Задание A:
Ответьте по тексту о Гейне и правлении Казимира Перье:
(i) Что, по заявлению министра Себастиани в палате депутатов, царит в Варшаве?
(ii) На что была похожа голова короля?
(iii) Какой вывод Гейне сделал из уроков Июльской революции?
Задание B:
Подхватите текст о Гейне и правлении Казимира Перье и продолжите его сразу после последнего предложения.

Исходный текст:
- - -
Казимир Перье пользовался всеми средствами для того, чтобы отнять у оппозиционно настроенных элементов политические права, в первую голову — свободу печати и собраний.
Мелкая буржуазия и пролетариат Франции со страстным напряжением следили за революционной борьбой итальянского и польского народа, стремившихся освободиться из-под ига Австрии и России. И возмущение против Казимира Перье достигло крайнего напряжения, когда королевский министр дал возможность царским палачам залить Польшу кровью повстанцев.
Толпы возмущенных людей шумели на улицах Парижа, когда подручный Перье, министр Себастиани сообщил в палате депутатов о падении Варшавы, нагло заявив: «В Варшаве царит порядок».
У власти стоял финансовый капитал, выбирали подкупленные банкирами люди, и палата депутатов была послушным орудием в руках королевской власти. Оппозиция в парламенте была незначительна, большинство депутатов безусловно голосовало за Перье и его кабинет.
Но в массах зрело недовольство, и оно прорывалось наружу в виде отдельных вспышек и попыток с оружием в руках свергнуть господство торгашей.
Казимир Перье применял систему провокации для того, чтобы постепенно отнимать у оппозиции, политические права: само правительство организовывало маленькие покушения на короля, отвечая на них бесплодным террором.
Парижская печать отражала недовольство королем и его министрами в виде политических памфлетов и злых карикатур на министров и короля, который, подобно простому лавочнику, прогуливался со своим пресловутым зонтиком подмышкой, демонстрируя своим верноподданным толстую лоснящуюся голову, необычайно похожую на грушу, что давало особенный повод для острот памфлетистов и карикатуристов.
Живя в Париже, зорко приглядываясь ко всему окружающему, Гейне вскоре понял истинную сущность королевства Луи-Филиппа.
Уроки Июльской революции не прошли для Гейне даром. Он сделал из них существенно важный вывод, что не идеи, а интересы правят миром.
Многие существенные элементы идеологии Гейне распались под влиянием наблюдаемых им событий. Ныне он признал, что монарх находит свою опору не в отвлеченной идее конституционализма, но в своих резервных войсках, руководимых весьма земными интересами, в торгашах и крупных владельцах, охраняющих право собственности, затем — в уставших от борьбы и ищущих покоя и наконец — в трусах, которые дрожат перед господством террора.
- - -
Выборка данных:
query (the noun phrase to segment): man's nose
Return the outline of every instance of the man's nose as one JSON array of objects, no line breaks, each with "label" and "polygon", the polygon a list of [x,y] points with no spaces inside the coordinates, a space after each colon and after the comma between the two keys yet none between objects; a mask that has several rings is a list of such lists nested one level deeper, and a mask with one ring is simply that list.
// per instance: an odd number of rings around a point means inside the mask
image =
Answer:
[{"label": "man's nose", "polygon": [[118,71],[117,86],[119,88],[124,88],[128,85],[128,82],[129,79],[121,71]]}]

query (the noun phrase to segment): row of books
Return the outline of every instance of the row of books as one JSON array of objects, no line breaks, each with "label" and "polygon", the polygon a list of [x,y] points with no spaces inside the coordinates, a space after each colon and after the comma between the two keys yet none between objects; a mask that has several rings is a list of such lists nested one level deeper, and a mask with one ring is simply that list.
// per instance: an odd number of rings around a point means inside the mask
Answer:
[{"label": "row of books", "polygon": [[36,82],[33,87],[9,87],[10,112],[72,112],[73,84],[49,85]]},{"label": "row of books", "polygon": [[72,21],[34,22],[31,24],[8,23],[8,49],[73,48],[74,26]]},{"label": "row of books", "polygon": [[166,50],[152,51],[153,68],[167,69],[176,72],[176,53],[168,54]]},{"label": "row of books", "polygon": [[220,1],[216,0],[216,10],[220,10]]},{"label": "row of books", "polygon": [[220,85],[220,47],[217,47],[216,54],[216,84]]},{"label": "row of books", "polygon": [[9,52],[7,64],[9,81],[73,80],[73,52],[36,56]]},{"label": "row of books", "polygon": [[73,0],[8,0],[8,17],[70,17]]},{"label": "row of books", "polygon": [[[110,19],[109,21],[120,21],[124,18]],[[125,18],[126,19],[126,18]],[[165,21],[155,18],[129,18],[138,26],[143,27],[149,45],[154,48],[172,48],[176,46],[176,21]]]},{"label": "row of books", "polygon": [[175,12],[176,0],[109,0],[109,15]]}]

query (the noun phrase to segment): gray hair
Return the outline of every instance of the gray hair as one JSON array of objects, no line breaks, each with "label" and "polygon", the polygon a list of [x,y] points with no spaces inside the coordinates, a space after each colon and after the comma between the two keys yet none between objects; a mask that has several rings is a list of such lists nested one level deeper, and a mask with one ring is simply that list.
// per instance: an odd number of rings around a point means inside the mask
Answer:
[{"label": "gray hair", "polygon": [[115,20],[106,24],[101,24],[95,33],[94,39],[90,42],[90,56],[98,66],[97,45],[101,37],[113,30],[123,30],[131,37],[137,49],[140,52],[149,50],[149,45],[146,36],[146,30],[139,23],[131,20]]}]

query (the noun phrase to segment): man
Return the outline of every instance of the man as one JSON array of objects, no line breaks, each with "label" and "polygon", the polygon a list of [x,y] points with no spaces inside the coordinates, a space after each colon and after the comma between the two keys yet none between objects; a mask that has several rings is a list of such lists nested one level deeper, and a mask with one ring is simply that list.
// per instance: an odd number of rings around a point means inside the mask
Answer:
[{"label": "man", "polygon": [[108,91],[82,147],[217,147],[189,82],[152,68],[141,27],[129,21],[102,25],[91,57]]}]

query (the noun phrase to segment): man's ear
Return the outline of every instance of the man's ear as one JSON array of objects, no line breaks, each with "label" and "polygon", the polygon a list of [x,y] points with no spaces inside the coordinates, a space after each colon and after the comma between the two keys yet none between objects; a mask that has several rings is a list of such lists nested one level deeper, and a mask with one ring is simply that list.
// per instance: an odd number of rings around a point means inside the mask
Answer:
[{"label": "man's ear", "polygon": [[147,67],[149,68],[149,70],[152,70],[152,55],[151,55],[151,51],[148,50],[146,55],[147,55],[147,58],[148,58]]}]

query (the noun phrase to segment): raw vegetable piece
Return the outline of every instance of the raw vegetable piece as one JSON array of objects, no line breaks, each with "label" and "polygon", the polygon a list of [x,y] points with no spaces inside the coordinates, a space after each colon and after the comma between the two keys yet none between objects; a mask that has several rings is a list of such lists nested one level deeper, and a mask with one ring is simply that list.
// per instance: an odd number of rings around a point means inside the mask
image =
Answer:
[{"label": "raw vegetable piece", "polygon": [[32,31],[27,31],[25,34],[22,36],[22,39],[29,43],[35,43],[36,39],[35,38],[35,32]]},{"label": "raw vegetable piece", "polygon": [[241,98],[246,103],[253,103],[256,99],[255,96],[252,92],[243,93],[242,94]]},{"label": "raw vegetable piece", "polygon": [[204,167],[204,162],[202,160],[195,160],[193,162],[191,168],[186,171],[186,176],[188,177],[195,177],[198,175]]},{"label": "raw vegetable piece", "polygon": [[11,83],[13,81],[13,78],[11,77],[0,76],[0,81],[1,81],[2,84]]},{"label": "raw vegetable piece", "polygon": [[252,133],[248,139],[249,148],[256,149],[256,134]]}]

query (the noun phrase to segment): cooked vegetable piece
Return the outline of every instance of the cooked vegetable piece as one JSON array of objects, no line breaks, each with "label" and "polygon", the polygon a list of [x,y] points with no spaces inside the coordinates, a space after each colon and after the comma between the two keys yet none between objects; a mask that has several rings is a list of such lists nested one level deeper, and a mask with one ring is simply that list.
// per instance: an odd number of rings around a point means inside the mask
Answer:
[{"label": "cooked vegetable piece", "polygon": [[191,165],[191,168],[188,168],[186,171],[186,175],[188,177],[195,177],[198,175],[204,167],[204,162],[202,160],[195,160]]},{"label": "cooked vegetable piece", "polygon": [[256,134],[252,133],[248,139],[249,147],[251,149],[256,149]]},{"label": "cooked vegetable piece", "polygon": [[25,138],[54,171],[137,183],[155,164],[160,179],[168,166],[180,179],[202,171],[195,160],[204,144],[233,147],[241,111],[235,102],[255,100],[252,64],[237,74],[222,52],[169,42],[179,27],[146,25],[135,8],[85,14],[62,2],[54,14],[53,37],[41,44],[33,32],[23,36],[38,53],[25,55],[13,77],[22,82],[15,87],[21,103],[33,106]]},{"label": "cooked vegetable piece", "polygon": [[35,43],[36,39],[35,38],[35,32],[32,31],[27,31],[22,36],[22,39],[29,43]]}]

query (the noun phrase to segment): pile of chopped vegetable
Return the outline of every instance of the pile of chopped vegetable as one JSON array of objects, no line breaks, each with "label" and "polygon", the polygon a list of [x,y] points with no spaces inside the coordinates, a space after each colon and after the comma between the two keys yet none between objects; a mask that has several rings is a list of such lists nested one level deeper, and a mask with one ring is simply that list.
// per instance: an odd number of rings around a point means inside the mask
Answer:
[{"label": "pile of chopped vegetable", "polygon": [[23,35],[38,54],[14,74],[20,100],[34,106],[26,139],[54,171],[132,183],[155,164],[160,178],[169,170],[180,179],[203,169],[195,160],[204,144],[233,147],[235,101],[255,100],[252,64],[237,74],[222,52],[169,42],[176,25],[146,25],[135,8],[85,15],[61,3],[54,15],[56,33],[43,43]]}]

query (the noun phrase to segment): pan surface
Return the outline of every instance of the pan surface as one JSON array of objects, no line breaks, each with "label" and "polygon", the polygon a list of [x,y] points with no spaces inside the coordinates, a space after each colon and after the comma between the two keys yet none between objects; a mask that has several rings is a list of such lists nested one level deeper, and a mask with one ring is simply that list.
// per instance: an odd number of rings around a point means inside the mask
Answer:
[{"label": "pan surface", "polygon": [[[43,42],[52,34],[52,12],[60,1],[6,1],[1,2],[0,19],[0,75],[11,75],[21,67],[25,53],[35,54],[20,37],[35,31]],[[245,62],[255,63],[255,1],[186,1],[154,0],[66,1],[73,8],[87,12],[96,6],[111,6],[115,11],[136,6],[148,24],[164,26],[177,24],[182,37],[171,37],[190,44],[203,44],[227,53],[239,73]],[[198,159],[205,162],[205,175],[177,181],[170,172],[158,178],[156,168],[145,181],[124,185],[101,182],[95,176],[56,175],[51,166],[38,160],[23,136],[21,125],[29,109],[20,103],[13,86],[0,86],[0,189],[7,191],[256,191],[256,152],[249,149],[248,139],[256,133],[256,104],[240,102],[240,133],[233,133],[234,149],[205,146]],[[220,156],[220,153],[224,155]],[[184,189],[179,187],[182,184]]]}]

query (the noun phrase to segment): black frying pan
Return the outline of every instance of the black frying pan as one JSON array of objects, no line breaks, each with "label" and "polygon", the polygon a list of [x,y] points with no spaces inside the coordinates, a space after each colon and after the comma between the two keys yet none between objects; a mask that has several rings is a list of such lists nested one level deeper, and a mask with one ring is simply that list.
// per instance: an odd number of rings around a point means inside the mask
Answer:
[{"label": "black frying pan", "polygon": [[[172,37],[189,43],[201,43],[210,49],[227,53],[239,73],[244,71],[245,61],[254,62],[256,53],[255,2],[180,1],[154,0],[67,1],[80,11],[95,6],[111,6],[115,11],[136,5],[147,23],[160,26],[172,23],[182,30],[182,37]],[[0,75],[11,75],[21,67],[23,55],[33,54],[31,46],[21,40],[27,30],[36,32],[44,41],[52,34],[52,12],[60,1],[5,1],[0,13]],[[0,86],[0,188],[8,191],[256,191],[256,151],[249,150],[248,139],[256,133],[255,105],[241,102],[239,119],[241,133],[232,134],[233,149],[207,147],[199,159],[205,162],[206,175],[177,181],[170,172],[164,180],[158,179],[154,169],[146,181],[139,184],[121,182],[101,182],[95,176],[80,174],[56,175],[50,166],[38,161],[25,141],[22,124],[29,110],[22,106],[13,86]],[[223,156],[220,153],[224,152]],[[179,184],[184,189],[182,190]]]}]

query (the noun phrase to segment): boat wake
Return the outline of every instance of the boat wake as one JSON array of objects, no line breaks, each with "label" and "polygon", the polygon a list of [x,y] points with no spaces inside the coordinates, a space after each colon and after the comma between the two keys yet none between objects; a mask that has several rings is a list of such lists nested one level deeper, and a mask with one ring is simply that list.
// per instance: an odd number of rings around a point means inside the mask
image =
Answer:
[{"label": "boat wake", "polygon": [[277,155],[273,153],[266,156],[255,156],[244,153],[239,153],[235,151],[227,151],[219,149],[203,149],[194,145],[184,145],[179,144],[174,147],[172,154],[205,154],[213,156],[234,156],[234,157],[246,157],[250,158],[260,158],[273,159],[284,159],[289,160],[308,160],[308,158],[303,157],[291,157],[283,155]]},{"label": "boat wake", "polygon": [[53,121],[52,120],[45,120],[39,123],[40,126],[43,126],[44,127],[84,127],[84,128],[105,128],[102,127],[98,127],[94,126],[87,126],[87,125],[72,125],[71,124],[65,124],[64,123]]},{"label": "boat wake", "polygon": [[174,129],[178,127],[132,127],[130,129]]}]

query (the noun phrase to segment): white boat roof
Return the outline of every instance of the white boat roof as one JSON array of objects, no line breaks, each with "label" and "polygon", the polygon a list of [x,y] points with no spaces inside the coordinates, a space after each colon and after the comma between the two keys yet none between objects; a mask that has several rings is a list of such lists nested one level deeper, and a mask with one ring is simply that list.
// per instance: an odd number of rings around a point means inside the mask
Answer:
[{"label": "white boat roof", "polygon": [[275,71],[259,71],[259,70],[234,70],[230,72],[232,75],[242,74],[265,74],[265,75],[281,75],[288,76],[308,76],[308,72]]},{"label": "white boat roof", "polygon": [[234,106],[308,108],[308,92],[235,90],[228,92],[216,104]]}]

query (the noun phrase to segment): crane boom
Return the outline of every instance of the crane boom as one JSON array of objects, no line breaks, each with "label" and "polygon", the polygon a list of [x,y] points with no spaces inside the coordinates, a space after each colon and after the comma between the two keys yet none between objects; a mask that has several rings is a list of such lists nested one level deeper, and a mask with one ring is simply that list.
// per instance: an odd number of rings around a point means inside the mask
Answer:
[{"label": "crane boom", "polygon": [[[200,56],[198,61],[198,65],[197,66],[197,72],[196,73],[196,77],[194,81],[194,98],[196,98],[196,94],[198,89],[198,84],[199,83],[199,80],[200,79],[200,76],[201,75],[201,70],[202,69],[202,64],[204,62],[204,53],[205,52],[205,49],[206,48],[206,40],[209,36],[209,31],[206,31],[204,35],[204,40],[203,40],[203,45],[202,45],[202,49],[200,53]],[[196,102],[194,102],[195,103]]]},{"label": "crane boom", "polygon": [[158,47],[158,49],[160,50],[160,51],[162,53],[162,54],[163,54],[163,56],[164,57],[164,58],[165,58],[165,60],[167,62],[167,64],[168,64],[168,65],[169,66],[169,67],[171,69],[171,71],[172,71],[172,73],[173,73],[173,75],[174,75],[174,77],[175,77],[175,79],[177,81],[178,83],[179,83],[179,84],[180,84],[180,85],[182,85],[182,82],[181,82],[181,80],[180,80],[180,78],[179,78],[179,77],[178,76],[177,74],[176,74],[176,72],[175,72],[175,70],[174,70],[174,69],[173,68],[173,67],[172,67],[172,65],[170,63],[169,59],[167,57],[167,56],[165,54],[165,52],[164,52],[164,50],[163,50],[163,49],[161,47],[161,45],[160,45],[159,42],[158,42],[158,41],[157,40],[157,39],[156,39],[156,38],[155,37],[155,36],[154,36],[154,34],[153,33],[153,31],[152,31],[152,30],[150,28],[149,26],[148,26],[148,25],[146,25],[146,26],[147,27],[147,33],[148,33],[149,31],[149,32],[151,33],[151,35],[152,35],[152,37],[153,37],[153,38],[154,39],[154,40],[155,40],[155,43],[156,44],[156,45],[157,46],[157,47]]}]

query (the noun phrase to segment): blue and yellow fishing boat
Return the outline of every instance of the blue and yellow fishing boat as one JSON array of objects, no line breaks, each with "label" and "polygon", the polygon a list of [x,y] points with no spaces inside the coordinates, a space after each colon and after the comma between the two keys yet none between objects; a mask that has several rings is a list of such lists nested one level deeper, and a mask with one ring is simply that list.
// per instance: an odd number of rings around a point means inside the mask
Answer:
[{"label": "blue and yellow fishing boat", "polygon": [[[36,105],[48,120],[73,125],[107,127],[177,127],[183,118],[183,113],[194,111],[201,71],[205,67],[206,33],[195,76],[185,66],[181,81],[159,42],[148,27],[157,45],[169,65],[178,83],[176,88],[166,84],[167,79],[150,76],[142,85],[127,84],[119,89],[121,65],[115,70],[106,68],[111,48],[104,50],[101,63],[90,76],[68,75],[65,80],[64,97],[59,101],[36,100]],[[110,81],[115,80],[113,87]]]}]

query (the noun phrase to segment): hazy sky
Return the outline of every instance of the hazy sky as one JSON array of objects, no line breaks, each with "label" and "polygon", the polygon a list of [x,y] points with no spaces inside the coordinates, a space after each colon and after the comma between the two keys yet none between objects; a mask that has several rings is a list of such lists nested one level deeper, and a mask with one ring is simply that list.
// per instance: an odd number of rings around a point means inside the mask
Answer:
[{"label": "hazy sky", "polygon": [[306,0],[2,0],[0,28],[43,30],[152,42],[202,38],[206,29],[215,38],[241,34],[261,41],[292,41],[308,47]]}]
- - -
Итоговый ответ A:
(i) Порядок.
(ii) На грушу.
(iii) Миром правят не идеи, а интересы.

Итоговый ответ B:
Перелом в мировоззрении Гейне не трудно проследить по тем статьям, которые он помещает о современной ему Франции в «Аугсбургской всеобщей газете». Эта газета была одним из распространеннейших органов печати в Германии; больше того — на ряду с «Таймсом» или «Журналь де-Деба» газета находила себе тысячи читателей и за рубежами Германии.
Не удивительно поэтому, что Гейне очень охотно принял предложение издателя Котты и сделался парижским корреспондентом «Аугсбургской всеобщей газеты».
Надо сказать, что эта газета особой выдержанностью взглядов не отличалась, и Людвиг Берне имел довольно веские основания считать, что издание Котты — это «чего изволите для всех, кто платит». Не менее двусмысленной похвалой наградил этот орган печати советник Генц, верный слуга Меттерниха и европейской реакции: «Да здравствует Всеобщая газета, где яд и противоядие так приятно сочетаются друг с другом!»
Гейне приходилось лавировать между «ядом» и «противоядием». Тон его писем из Франции был довольно умеренный, особенно в тех местах, где ему приходилось высказываться о Германии. Не надо забывать, что «Аугсбургская всеобщая газета» проводила австрофильскую, крайне реакционную линию. С этим Гейне не мог не считаться, и потому он часто дипломатично старался замолчать, чтобы не сказать лишнего и неприемлемого для строжайшей немецкой цензуры.
В планы Гейне не входила также ссора с французским правительством Луи-Филиппа. Жизнь в Париже, особенно на первых порах, казалась ему слишком приятной, и эпикуреец Гейне вовсе не желал рисковать высылкой из-за какого-нибудь острого словца.
Эта вынужденная умеренность корреспонденции Гейне нашла себе объяснение среди его многочисленных врагов слева и даже справа, когда после революции 1848 года стало известно, что поэт свыше десяти лет получал от французского правительства ежегодное содержание в размере 4.800 франков.
Как бы ни обстояло дело с получением субсидии из тайного фонда правительства, Гейне высказал не мало резкий суждений об Июльской монархии и ее главе, Луи-Филиппе.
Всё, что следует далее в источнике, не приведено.